- _Source text_
The first opportunity is in the dialogue model itself. A huge issue with TTS models is their inability to properly discern how to respond. TTS models may know what to say, but they don’t always choose the right way to say it. This post by Sesame clearly articulates the issue. The Sesame team conducted a study that evaluated human vs generated speech. In the first phase of the study, they presented users with two audio clips and asked, “which rendition feels more like human speech?” When listeners had no knowledge of context, there was a 50/50 split on preference, suggesting that the best TTS models are of high enough quality to be accepted as natural speech. When listeners were given audio and text context and asked “which rendition feels like a more appropriate continuation of the conversation,” the human speech won the vast majority of the time. Clearly, there’s still a gap to fill here. In fact, in our own user interviews, we repeatedly had interviewees state the voices sounded real, but the way they were saying things or the sounds they were making did not. Consider the following clip.
It’s easy for a human listener to recognize that something is off: Leo’s cheer sounds way too exaggerated, while Clara’s sounds void of emotion, but capturing that with a model is extremely complicated. To train our own dialogue speech model would mean allocating precious time and resources, and it’s something we’d have to consider carefully. On top of that, we know that larger companies are actively improving their own dialogue models. If you listen to NotebookLM’s podcasts, their audio is markedly better than ours, and it’s likely only a matter of time until Google releases an updated speech API that includes such advances.

- _Task item 1_
Condense the paragraph of the passage on text-to-speech dialogue that begins "It's easy for a human listener" into a short bulleted list that keeps its main facts.
- _Task item 2_
From the passage on text-to-speech dialogue, copy word for word the stretch that starts at the words containing "It’s easy for" and ends with "includes such advances.".

- _Dataset content_
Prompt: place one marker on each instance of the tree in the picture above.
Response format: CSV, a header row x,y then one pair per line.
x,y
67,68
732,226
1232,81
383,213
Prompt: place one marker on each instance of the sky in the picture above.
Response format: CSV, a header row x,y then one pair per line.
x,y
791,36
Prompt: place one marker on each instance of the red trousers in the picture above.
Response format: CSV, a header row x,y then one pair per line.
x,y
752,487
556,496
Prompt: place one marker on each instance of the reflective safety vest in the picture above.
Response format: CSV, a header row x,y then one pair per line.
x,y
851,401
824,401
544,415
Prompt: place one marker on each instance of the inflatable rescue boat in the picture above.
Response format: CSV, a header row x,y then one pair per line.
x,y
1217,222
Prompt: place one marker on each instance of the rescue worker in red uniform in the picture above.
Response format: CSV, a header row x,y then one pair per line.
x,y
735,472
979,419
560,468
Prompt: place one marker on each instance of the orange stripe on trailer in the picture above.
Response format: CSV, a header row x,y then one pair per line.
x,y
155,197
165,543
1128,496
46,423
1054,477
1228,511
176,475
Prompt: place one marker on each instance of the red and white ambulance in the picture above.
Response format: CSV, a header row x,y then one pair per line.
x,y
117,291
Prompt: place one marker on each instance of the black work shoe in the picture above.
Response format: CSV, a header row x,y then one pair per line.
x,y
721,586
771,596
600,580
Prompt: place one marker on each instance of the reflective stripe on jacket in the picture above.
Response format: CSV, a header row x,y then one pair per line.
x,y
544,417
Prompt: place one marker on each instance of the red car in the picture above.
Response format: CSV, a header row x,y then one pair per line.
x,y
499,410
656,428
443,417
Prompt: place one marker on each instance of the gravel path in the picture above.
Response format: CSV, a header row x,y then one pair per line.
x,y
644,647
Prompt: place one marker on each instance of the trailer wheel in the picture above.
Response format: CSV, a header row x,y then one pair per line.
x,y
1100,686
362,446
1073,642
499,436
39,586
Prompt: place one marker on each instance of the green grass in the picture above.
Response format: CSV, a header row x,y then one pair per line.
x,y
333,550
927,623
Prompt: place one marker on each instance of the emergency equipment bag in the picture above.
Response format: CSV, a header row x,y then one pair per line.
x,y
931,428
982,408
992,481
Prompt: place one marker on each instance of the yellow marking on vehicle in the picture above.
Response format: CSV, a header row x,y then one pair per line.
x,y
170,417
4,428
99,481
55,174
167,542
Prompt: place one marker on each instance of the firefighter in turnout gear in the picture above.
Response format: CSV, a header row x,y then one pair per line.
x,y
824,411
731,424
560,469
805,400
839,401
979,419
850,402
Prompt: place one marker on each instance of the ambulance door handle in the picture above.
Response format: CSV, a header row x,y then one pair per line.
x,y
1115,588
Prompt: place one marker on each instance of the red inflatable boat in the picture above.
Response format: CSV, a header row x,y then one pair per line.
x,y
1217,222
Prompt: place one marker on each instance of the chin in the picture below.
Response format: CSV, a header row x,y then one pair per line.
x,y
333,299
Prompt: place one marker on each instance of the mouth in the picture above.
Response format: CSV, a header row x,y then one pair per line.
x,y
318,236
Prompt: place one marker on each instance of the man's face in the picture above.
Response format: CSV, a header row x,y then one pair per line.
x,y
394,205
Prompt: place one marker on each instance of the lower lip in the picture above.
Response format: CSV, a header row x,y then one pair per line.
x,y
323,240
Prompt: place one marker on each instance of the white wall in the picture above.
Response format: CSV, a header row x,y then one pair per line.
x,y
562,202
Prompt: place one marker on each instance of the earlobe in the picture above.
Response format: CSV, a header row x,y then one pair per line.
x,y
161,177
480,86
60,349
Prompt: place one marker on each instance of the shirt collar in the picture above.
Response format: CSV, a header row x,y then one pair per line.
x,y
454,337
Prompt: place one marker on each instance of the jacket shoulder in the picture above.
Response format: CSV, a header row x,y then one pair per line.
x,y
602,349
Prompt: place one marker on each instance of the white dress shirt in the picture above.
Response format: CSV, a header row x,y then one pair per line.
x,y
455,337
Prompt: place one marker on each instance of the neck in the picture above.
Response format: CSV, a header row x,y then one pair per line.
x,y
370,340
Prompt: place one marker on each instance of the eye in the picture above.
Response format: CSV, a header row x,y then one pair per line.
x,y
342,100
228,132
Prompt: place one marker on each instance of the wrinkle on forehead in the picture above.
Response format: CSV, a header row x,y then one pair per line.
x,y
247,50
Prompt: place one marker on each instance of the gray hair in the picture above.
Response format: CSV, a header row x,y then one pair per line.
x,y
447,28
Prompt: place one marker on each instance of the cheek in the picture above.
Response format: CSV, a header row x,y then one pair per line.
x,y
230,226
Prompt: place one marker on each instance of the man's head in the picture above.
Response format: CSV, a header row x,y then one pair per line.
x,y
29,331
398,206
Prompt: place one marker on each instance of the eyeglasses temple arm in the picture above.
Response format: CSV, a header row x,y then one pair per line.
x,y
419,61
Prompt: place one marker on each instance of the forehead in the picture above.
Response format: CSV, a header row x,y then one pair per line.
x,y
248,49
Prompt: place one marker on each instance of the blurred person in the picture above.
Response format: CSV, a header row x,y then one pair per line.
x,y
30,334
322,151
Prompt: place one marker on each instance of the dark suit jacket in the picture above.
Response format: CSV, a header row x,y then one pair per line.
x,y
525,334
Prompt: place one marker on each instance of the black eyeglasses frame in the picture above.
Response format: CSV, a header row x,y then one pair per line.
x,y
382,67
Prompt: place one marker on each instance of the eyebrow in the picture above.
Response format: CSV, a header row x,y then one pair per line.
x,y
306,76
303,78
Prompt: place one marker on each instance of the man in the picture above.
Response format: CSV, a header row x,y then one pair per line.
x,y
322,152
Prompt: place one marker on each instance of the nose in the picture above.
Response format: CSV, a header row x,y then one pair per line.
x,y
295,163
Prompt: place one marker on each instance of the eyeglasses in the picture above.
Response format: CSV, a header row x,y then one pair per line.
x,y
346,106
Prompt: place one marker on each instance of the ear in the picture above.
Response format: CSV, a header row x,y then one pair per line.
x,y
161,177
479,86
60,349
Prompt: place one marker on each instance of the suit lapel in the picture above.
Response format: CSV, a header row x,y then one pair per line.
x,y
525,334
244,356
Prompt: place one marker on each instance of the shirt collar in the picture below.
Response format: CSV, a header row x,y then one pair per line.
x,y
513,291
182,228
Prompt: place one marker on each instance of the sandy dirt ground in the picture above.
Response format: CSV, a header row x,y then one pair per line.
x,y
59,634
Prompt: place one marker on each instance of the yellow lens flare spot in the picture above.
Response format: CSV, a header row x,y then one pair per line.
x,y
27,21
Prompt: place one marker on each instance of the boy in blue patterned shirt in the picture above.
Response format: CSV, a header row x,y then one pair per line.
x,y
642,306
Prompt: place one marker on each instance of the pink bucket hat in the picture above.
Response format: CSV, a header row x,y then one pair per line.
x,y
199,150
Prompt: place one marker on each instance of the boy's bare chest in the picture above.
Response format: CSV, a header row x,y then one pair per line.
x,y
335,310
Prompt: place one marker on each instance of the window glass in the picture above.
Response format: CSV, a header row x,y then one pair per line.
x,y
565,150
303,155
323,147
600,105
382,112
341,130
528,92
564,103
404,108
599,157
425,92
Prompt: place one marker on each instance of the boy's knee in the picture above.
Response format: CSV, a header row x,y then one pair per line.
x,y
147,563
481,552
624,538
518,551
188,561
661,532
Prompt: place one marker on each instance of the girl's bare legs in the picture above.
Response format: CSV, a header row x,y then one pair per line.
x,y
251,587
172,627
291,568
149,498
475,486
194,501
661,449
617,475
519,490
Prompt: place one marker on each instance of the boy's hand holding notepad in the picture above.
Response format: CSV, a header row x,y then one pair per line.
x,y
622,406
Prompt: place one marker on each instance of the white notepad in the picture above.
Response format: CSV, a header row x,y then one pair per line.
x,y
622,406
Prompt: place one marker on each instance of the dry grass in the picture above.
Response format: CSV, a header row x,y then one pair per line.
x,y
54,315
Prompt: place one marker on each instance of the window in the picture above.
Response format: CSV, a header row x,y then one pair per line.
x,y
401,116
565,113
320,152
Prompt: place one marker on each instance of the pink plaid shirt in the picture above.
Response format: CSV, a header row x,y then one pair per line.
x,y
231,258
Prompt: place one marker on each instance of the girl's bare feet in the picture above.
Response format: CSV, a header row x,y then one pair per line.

- _Problem solution 1_
- A human listener easily notices when delivery is off: Leo's cheer is too exaggerated and Clara's lacks emotion. Capturing that in a model is extremely complicated.
- Training an in-house dialogue speech model would take precious time and resources, so it needs careful consideration.
- Larger companies are actively improving their own dialogue models.
- NotebookLM's podcast audio is markedly better than the writers' own. Google will likely release an updated speech API with such advances before long.

- _Problem solution 2_
It’s easy for a human listener to recognize that something is off: Leo’s cheer sounds way too exaggerated, while Clara’s sounds void of emotion, but capturing that with a model is extremely complicated. To train our own dialogue speech model would mean allocating precious time and resources, and it’s something we’d have to consider carefully. On top of that, we know that larger companies are actively improving their own dialogue models. If you listen to NotebookLM’s podcasts, their audio is markedly better than ours, and it’s likely only a matter of time until Google releases an updated speech API that includes such advances.